SELECTION
# # #
Lucy Gavaghan, the 14-year-old girl who fought Tesco and won, is turning her campaign to the government in her one-woman mission to end caged egg production.

Meet Lucy Gavaghan, the award-winning animal activist on a solo mission to end caged hen farming in the UK.

Already this year, she’s successfully lobbied the big supermarkets to end the sale of caged eggs by 2025, and now the 14-year-old has her sights set firmly on Westminster.

In August, she launched her third successive petition, calling for Environment Secretary Andrea Leadsom to ban caged egg farming in the UK for good – a goal Gavaghan thinks is closer to reach than ever before.

Based in Sheffield, where she lives with her family, Gavaghan herself owns six hens –Mildred, Hazel, Sylvia, Fern, Sunshine and Pumpkin – plus a springer spaniel, two rabbits, a hamster, a fish and a Shetland pony.

Her route into animal activism began with a real-life encounter of the feathered kind. “After meeting a small flock of hens on the livery yard where my sister kept her pony, I became interested by the inquisitive and clearly complex creatures they are,” she recalls. “I began to investigate how hens are treated in the commercial world, and was immediately struck by the cramped conditions and the contrast between the hens I saw ranging freely.”

Battery cages were banned in the UK in 2012, but they were replaced by “enriched cages”, a slightly tweaked set-up that Lucy says is “barely distinguishable” from battery cages: hens spend 72 weeks in a space barely bigger than a sheet of A4 paper.

The reality is that Britain still lags behind countries like Austria, where enriched cages will be banned by 2020, and controversial beak trimming practices have been eradicated.

Activism is in Gavaghan’s blood. Her great-great-grandmother was a campaigner for Votes for Women, and her grandmother was a member of the CND. Perhaps this heritage contributed to her determination to change the practices of supermarket giants – a daunting task.

“I started writing letters to supermarkets asking them to stop selling caged hens eggs,” she says. “But the responses I received suggested no movement could be expected.”

Undeterred, Gavaghan took to to launch her first petition, directly lobbying Tesco. It swiftly received the requisite number of signatures, exceeding all of her expectations. After she had a meeting with Tesco’s head of agriculture, the company called her school a few weeks later to announce that it would be phasing out caged eggs.

“This was an amazing moment that I never expected to reach so quickly,” she tells me. “The timescale for the transition is longer than many people – including myself – had hoped for. But the change must happen as efficiently and widely as possible, which will take time.”

Her second petition was successful in getting Asda and Morrisons to commit to the same pledge.
# # #
MATERIAL PROVIDED

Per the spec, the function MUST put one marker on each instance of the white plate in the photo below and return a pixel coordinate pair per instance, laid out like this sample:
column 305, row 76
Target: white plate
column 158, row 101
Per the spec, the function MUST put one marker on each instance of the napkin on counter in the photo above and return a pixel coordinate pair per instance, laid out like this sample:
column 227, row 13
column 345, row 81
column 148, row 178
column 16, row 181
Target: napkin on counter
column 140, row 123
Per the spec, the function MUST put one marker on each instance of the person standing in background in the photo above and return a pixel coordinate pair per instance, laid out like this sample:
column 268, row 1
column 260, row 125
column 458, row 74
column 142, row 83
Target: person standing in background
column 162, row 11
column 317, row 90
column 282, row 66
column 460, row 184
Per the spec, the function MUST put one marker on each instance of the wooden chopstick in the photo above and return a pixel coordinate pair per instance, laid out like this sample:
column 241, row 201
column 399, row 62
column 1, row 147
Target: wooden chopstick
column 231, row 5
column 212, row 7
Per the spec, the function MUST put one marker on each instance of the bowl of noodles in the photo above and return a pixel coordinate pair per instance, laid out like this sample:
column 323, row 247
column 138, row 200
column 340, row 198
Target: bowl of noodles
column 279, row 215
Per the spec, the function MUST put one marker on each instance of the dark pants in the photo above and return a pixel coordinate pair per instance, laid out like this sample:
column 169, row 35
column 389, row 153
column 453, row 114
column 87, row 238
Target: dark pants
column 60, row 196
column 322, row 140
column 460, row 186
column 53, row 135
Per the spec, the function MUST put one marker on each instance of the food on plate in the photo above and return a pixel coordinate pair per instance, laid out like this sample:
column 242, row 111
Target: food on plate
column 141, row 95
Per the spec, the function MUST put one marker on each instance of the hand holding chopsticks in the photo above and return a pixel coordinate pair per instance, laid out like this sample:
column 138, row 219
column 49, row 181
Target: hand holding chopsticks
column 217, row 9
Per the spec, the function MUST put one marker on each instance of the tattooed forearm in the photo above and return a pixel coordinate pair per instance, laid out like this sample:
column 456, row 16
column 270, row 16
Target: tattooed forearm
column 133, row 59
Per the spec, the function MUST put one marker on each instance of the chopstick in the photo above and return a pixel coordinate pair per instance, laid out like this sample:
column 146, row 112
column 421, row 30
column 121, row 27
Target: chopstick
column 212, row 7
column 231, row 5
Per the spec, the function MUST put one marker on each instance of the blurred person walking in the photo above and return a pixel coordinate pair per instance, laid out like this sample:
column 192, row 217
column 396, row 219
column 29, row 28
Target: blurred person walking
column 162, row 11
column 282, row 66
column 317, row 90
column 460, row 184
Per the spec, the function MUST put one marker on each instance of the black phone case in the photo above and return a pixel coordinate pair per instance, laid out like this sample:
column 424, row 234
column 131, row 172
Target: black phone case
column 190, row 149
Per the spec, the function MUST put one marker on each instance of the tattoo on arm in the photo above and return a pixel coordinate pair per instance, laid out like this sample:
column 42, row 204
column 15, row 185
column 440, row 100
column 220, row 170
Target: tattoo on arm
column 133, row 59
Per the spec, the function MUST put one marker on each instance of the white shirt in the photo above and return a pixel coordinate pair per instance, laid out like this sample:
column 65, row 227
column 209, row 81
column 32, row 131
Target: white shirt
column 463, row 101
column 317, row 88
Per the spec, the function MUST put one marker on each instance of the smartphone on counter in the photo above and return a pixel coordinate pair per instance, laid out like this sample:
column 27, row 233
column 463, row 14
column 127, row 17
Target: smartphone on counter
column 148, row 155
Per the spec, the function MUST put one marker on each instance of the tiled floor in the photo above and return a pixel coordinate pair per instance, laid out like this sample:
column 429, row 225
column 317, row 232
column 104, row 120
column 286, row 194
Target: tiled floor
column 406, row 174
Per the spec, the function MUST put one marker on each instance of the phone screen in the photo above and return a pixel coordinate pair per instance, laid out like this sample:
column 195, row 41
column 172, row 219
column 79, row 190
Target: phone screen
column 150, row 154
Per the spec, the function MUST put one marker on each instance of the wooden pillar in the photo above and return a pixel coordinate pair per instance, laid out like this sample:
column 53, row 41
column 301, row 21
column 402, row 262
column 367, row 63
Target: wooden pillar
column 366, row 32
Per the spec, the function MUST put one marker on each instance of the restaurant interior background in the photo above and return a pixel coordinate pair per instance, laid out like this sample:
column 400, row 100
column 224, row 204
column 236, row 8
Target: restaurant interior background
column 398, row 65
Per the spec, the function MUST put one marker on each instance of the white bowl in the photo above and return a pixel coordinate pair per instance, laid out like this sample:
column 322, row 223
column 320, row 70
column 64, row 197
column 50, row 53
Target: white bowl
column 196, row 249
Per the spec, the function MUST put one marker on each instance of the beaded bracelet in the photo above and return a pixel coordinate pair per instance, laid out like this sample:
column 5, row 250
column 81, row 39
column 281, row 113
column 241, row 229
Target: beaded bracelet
# # #
TASK LIST
**a)** From the article about Lucy Gavaghan, return the passage between "Meet Lucy Gavaghan, the" and "firmly on Westminster.", inclusive.
**b)** According to the article about Lucy Gavaghan, which supermarkets made the pledge after her second petition?
**c)** Extend the article about Lucy Gavaghan's campaign against caged eggs, picking up after its final sentence.

RESULTS
**a)**
Meet Lucy Gavaghan, the award-winning animal activist on a solo mission to end caged hen farming in the UK.

Already this year, she’s successfully lobbied the big supermarkets to end the sale of caged eggs by 2025, and now the 14-year-old has her sights set firmly on Westminster.

**b)** Asda and Morrisons.

**c)**
Emotive and eloquent, Gavaghan has her campaign language down pat. While she modestly puts her campaign’s success down to a public that intrinsically understands caged farming is wrong, her digital nous is the real linchpin.

“People talk about the dangers of ‘clicktivism’ or say ‘people will just sign anything’. I personally couldn’t disagree more,” she says. “It takes a convincing petition and engaging cause to reach many people – it’s easy to sign a petition, but it’s not always easy to make someone want to. The internet and social media have given the public the power to create huge change.”

Gavaghan believes taking on the government is a bigger challenge than targeting supermarkets, and says her priority is ensuring that the changes made in this policy area are real.

“With every major change that’s made, there are risks that other areas of the industry may be compromised by a shift in egg production – if measures are not taken to ensure free-range farming is regulated at an even higher level,” she warns. “I want to increase the welfare of hens, not replace current systems with identical ones with the ambition of deceiving the general public.”

The Department for Environment, Food & Rural Affairs (Defra) says humane farming is high on its agenda. A spokesperson says: “The government shares the public’s high regard for animal welfare and we have some of the highest standards in the world. Every livestock farm, regardless of scale, must comply with strict legislation, including comprehensive environmental and animal welfare rules.”

While her third petition gathers pace, Gavaghan is trying to raise general awareness for the issue – there’s even a hashtag for it, #nomorecages. She has also picked up an Animal Hero Award for Young Animal Enthusiast of the Year.

But while she’s not campaigning, or at school – where she says her teachers and fellow pupils have been “really supportive” of the petitions – she likes to spend time outdoors and with her animals.

As for the future? “I’ve always wanted to work with animals, but since starting my campaign, I’m now fairly certain that I’d like to work in the animal welfare industry,” she says. “Beyond that, I’m not entirely sure, but I will definitely always be involved in campaigning to change the face of industrial farming.”

Natalie Hardwick is Features Editor of, and writes about food and drink for multiple publications.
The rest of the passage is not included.